** Start of The records **

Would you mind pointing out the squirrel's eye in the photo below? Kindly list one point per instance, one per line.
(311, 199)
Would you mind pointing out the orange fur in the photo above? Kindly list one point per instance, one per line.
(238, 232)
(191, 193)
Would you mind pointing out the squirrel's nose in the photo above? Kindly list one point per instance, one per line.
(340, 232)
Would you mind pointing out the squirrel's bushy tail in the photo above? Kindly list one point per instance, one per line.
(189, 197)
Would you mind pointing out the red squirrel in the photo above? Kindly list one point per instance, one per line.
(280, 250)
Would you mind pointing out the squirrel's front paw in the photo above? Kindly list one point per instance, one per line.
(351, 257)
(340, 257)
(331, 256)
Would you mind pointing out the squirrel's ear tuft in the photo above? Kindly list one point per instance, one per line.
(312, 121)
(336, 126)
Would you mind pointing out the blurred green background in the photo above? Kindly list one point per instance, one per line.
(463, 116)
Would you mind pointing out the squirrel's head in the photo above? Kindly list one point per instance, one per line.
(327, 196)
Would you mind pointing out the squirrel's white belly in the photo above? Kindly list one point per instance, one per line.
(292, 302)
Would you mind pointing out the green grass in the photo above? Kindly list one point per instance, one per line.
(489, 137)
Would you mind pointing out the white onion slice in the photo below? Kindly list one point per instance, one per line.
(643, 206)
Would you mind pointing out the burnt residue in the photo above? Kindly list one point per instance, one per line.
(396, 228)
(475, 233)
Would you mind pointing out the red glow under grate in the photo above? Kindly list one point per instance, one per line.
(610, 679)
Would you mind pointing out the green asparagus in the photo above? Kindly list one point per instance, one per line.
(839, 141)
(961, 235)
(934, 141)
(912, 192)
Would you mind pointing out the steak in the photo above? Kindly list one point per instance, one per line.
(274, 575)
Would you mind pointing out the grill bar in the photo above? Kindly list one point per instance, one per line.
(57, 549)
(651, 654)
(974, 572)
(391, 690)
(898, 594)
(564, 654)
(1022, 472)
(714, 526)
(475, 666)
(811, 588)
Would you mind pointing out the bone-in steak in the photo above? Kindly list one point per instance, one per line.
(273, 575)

** End of The records **

Rewrite everything from the item containing "Would you mind pointing out the green asparagus" down to the last item as a two-column CSV with the headers text and answer. Give one row per item, with its text and its answer each in a single quoted field and line breaks replaced by spaces.

Reply to the exercise
text,answer
"Would you mind pointing out the green asparagus in the photo above? Kindly list one point per instance, one per line.","(839, 141) (961, 235) (934, 141) (912, 192)"
"Would you mind pointing out the steak in the photo above? Kindly list one point per instance, one per line.","(274, 575)"
"Would you mind pointing out the grill bar in the photo above? Kindly list one point per instance, one per line.","(57, 549) (651, 654) (974, 572) (391, 690) (898, 594) (564, 654) (1022, 472) (714, 526) (475, 666) (811, 588)"
"Would you mind pointing out the bone-in steak in the photo above? Kindly list one point per instance, one per line.","(273, 575)"